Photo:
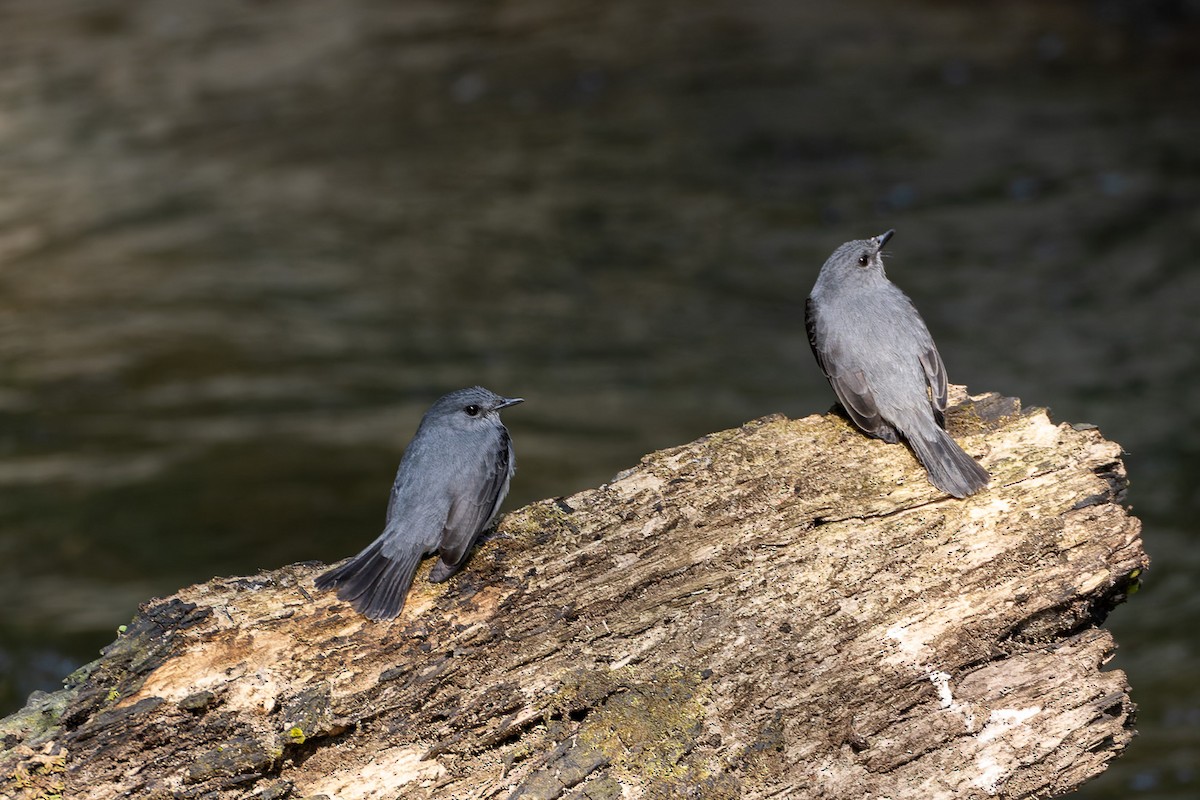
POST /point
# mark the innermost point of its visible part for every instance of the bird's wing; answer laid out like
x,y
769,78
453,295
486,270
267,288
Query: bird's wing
x,y
472,512
850,385
935,377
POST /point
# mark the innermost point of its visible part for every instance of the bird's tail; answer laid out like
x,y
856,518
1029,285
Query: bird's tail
x,y
373,583
949,467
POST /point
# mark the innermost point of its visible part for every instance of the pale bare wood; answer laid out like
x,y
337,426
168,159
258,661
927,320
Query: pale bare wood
x,y
784,609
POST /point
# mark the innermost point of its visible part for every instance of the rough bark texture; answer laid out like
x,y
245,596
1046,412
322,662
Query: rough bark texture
x,y
783,609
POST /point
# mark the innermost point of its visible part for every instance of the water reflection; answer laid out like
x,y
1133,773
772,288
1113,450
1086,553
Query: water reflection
x,y
243,248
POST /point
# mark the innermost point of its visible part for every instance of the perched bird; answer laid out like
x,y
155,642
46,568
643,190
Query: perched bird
x,y
448,489
882,364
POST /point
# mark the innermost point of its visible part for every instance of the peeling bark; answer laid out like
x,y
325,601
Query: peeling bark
x,y
783,609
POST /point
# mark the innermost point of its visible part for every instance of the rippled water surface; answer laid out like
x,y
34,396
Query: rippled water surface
x,y
244,245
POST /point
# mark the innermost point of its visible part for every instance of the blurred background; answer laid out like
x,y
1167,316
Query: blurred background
x,y
245,244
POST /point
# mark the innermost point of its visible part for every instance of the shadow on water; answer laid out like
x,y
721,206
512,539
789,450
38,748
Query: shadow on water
x,y
243,246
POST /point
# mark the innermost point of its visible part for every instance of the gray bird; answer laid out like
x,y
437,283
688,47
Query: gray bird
x,y
448,489
882,364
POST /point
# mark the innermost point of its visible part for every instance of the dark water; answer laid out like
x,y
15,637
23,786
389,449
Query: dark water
x,y
244,245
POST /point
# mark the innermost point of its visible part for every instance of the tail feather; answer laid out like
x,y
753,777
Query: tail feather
x,y
373,583
949,467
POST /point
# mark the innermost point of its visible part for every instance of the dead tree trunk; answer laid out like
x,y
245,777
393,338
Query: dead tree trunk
x,y
785,609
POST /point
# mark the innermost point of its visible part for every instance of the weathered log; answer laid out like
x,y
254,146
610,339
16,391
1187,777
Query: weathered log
x,y
783,609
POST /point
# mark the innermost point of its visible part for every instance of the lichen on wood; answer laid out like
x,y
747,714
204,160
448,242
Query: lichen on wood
x,y
781,609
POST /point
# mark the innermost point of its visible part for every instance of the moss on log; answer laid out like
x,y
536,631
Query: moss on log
x,y
781,609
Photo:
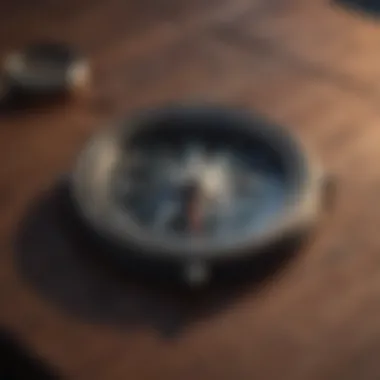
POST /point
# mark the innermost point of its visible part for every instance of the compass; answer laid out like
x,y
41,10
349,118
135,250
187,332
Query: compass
x,y
196,186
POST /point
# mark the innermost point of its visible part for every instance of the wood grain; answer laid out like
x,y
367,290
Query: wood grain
x,y
305,64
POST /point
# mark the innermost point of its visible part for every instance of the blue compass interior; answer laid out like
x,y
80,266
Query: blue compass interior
x,y
212,183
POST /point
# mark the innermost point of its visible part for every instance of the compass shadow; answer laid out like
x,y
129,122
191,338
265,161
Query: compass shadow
x,y
365,7
63,264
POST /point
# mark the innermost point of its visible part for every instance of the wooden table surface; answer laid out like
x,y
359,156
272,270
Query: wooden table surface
x,y
310,65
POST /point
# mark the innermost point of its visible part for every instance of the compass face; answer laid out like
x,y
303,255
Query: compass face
x,y
186,184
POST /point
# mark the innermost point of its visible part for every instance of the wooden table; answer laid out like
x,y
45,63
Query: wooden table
x,y
310,65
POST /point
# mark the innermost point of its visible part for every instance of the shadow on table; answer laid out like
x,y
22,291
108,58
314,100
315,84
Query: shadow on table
x,y
369,7
63,263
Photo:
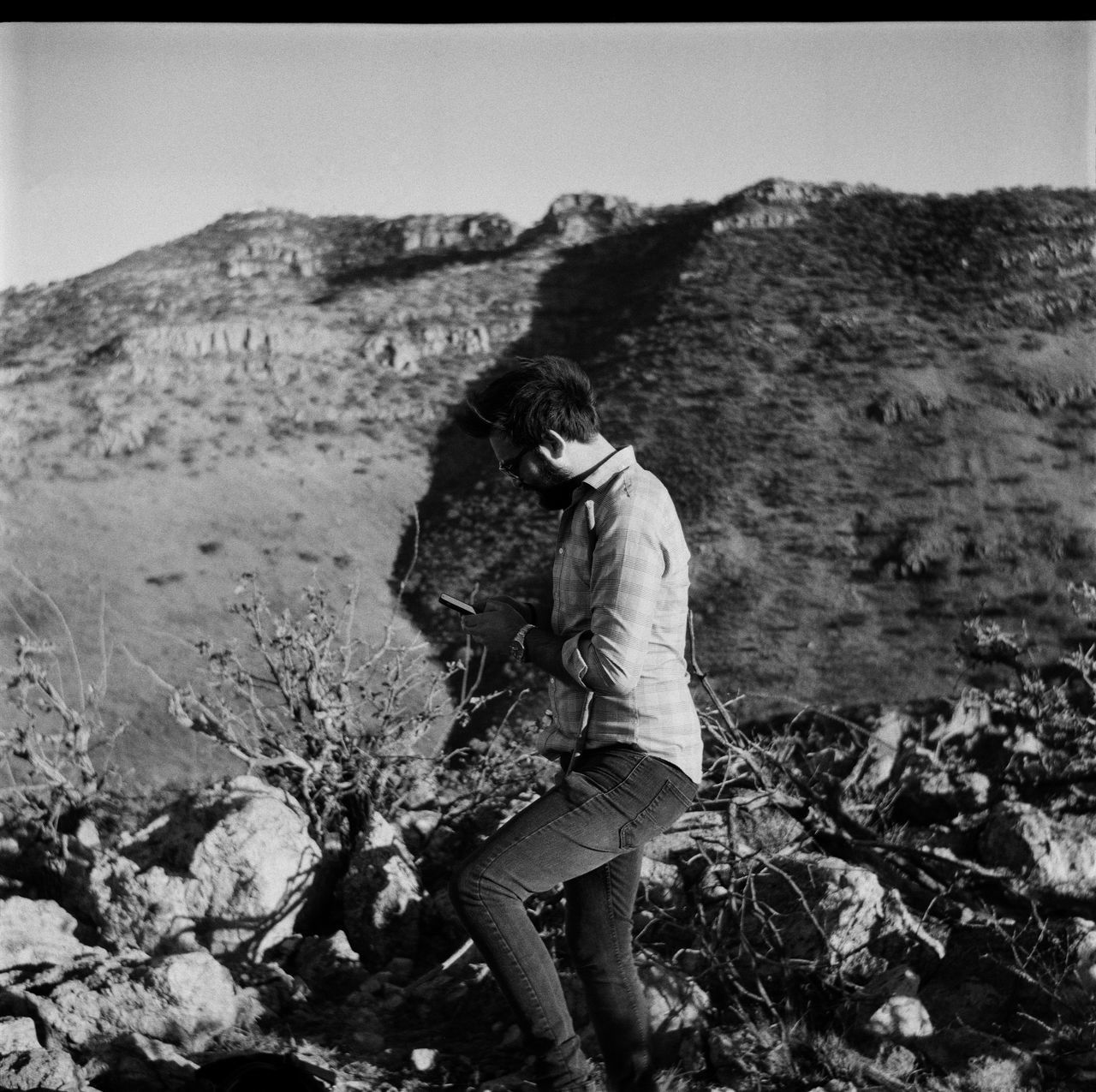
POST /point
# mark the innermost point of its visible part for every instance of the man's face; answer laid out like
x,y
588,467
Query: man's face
x,y
527,466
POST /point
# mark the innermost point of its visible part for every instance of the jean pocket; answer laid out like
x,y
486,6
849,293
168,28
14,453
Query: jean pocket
x,y
668,805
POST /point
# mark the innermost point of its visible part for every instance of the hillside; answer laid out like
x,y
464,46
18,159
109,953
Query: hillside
x,y
875,410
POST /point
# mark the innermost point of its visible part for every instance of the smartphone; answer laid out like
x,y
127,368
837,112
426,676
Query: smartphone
x,y
456,604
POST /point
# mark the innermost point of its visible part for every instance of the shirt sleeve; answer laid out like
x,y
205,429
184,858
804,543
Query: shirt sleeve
x,y
628,564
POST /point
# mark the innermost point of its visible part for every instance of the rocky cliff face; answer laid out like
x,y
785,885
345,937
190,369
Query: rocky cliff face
x,y
873,409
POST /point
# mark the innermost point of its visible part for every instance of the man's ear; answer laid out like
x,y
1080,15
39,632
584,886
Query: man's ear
x,y
554,445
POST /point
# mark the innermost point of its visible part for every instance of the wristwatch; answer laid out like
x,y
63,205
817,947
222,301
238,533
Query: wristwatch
x,y
517,645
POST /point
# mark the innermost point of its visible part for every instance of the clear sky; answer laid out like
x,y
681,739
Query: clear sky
x,y
117,136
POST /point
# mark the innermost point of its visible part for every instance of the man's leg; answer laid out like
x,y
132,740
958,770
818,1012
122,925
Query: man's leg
x,y
574,829
599,907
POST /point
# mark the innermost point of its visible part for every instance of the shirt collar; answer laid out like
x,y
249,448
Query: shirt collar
x,y
618,461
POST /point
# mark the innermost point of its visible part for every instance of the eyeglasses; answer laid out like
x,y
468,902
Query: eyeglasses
x,y
509,466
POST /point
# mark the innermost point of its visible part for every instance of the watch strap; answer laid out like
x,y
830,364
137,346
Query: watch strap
x,y
517,645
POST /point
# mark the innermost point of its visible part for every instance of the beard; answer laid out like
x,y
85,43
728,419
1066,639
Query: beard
x,y
555,489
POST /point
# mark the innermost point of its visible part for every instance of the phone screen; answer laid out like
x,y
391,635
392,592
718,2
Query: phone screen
x,y
456,604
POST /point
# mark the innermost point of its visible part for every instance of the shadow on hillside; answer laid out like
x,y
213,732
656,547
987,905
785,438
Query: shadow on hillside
x,y
406,266
474,529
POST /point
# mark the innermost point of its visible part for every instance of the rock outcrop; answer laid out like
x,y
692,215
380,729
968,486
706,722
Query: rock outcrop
x,y
227,872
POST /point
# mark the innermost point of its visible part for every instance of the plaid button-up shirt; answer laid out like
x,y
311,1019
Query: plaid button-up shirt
x,y
621,588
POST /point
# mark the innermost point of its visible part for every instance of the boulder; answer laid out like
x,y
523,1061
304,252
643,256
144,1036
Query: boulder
x,y
382,895
183,1000
36,931
1050,856
18,1033
677,1008
228,871
42,1068
883,748
928,793
811,908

★ ★ ★ ★ ★

WHAT THE TASK ASKS
Write out each entry exactly as given, but skip the pictures.

THE SOLUTION
Photo:
POST /point
# mark the innermost point of its visible part for every instance of the bird's wing; answer laid out like
x,y
769,78
453,295
486,270
267,288
Query: bird's wing
x,y
472,512
850,385
935,377
POST /point
# mark the innermost point of its visible part for every instance of the bird's tail; answer laid out like
x,y
856,518
1029,285
Query: bird's tail
x,y
373,583
949,467
POST /point
# mark the innermost point of its visible part for every instance of the pale bare wood; answer laid out like
x,y
337,426
168,159
258,661
927,320
Query: pale bare wood
x,y
784,609
POST /point
# mark the innermost point of its visible part for every instance of the rough bark texture; answer laid out like
x,y
245,596
1046,412
322,662
Query: rough bark texture
x,y
783,609
POST /point
# mark the innermost point of its visible part for every instance of the water reflection; answer laid out like
x,y
1133,773
772,288
1113,450
1086,553
Query: water reflection
x,y
243,248
POST /point
# mark the innermost point of its visible part for every instance of the perched bird; answer laid out like
x,y
155,642
46,568
643,190
Query: perched bird
x,y
448,489
882,364
POST /point
# mark the innermost point of its visible part for every instance of the peeling bark; answer laid out like
x,y
325,601
Query: peeling bark
x,y
783,609
POST /point
# mark the innermost point of its visible part for every instance of the rippled water surface; answer laid out like
x,y
34,396
Query: rippled water surface
x,y
244,245
POST /point
# mark the innermost point of its visible part for every instance of the blurred background; answer laid out like
x,y
1167,316
Query: blurred background
x,y
245,244
POST /point
# mark the innermost point of its visible part for every instance of the shadow on water; answer laid out like
x,y
721,206
512,539
789,450
38,748
Query: shadow on water
x,y
243,246
POST /point
# mark the innermost point of its visible part for every instance of the gray bird; answer laid out like
x,y
437,283
688,47
Query: gray bird
x,y
448,489
882,364
POST /point
# mark the innermost point of its visible part for every instance of the dark water; answer laid out like
x,y
15,637
23,786
389,449
Query: dark water
x,y
244,245
POST /point
# mark the innermost point of its visible part for every instance of the tail feather; answer laid out like
x,y
753,777
Query: tail feather
x,y
373,583
949,467
POST /point
# mark the innermost point of its visible part for every instance of the dead tree trunk; answer laid out like
x,y
245,777
393,338
Query: dead tree trunk
x,y
785,609
POST /point
# mark the innermost point of its visible part for every instance of the weathered log; answer laid out like
x,y
254,146
610,339
16,391
1187,777
Query: weathered log
x,y
783,609
POST /point
# mark the innermost point of its visible part for every instance of the lichen on wood; answer laid out like
x,y
747,714
204,160
448,242
Query: lichen on wood
x,y
781,609
POST /point
# mark the innermost point of its visible part for every instance of the moss on log; answer laid out like
x,y
536,631
Query: moss on log
x,y
781,609
Photo:
POST /point
# mark the innermost point of its visible part for every instance of the compass; answer laid out like
x,y
41,10
349,118
135,250
187,332
Query: compass
x,y
196,186
POST /point
# mark the innermost point of its visible part for every instance of the wood grain; answer laid out like
x,y
367,290
Query: wood grain
x,y
305,64
POST /point
# mark the innermost point of its visible part for every instance of the blue compass interior; answer laid out like
x,y
80,266
Query: blue compass interior
x,y
212,183
POST /point
# mark the innermost point of its visible part for every instance of the compass shadow; answer laid out like
x,y
129,122
191,338
265,161
Query: compass shadow
x,y
365,7
63,264
POST /point
# mark the innermost point of its visible part for every instance of the wooden table surface; answer laid out like
x,y
359,156
272,270
Query: wooden table surface
x,y
310,65
POST /point
# mark the innermost point of its visible part for every instance of the compass face; answer laid out like
x,y
303,255
Query: compass face
x,y
186,184
POST /point
# mark the innermost point of its visible part for every instance of the wooden table; answer laid out like
x,y
45,63
Query: wooden table
x,y
310,65
POST /point
# mark the innermost point of its visible part for every instance of the shadow on table; answer laid out like
x,y
22,291
108,58
314,100
315,84
Query: shadow on table
x,y
369,7
63,263
Photo:
POST /point
# mark the innermost point of its visible part for every instance of the man's face; answer laid out like
x,y
588,467
Query: man's face
x,y
527,466
POST /point
# mark the innermost point of its visible part for every instance of the jean pocket; answer laid out like
x,y
486,6
849,293
168,28
14,453
Query: jean pocket
x,y
668,805
POST /point
# mark the innermost point of its visible part for every instance of the hillside; answer laid out like
x,y
464,46
18,159
109,953
Query: hillside
x,y
875,410
POST /point
# mark the innermost point of its visible part for every instance of the smartphone; answer laid out like
x,y
127,368
837,112
426,676
Query: smartphone
x,y
456,604
POST /point
# mark the innermost point of its visible part for every instance of the shirt sleeve; answer laid out like
x,y
205,429
184,858
804,543
Query: shirt sleeve
x,y
628,564
POST /point
# mark the innermost point of its visible part for every instance of the rocky cliff face; answer laid out like
x,y
785,885
345,937
190,369
Query: rocky cliff face
x,y
873,409
POST /point
# mark the innermost point of its visible part for every instance of the man's ear; answer laid out like
x,y
1080,15
39,632
584,886
Query: man's ear
x,y
554,445
POST /point
# mark the innermost point of its visible part for every instance of the wristwatch; answer laid out like
x,y
63,205
817,947
222,301
238,533
Query: wristwatch
x,y
517,645
POST /point
# mark the innermost point of its visible part for every instance of the clear sky; answer laid out like
x,y
681,739
Query: clear sky
x,y
117,136
POST /point
# mark the innermost point of its visible part for every instance of the man's leg; answer laid out like
x,y
132,740
958,770
818,1012
122,925
Query: man's leg
x,y
574,829
599,907
POST /point
# mark the innermost point of its visible part for every instance of the shirt collar; answer laid out like
x,y
249,448
Query: shirt collar
x,y
618,461
POST /point
# mark the innermost point of its visible part for every instance of the eyeglasses; answer laid out like
x,y
468,902
Query: eyeglasses
x,y
509,466
POST /point
# mark the innermost point of its visible part for every instance of the watch strap; answer laid out like
x,y
830,364
137,346
Query: watch strap
x,y
517,645
POST /point
# mark the innermost point of its visible part for every instance of the beard; answer laid out like
x,y
85,43
728,419
1066,639
Query: beard
x,y
555,489
POST /point
# mark the innermost point of its visible part for every instance of the phone screen; answer laid out like
x,y
391,635
392,592
718,2
Query: phone screen
x,y
456,604
POST /point
# mark the innermost point of its visible part for every instance of the shadow on hillside; answer laid out like
x,y
213,732
656,547
987,905
785,438
Query: shadow on hillside
x,y
406,266
474,529
POST /point
# mark the innermost point of its visible part for every instance of the rock outcrop; answer laid out like
x,y
692,215
380,729
968,486
706,722
Query: rock outcrop
x,y
227,872
POST /point
# mark the innermost point of its visible part for every instance of the plaid button-up shirt; answer laid out like
x,y
311,1019
Query: plaid button-up shirt
x,y
621,588
POST /point
# mark the innermost point of its visible part for every instance of the boulder; answer laid out like
x,y
523,1061
304,252
643,256
144,1036
Query: boulder
x,y
382,895
183,1000
36,931
1050,856
18,1033
677,1008
228,871
42,1068
883,748
928,793
811,908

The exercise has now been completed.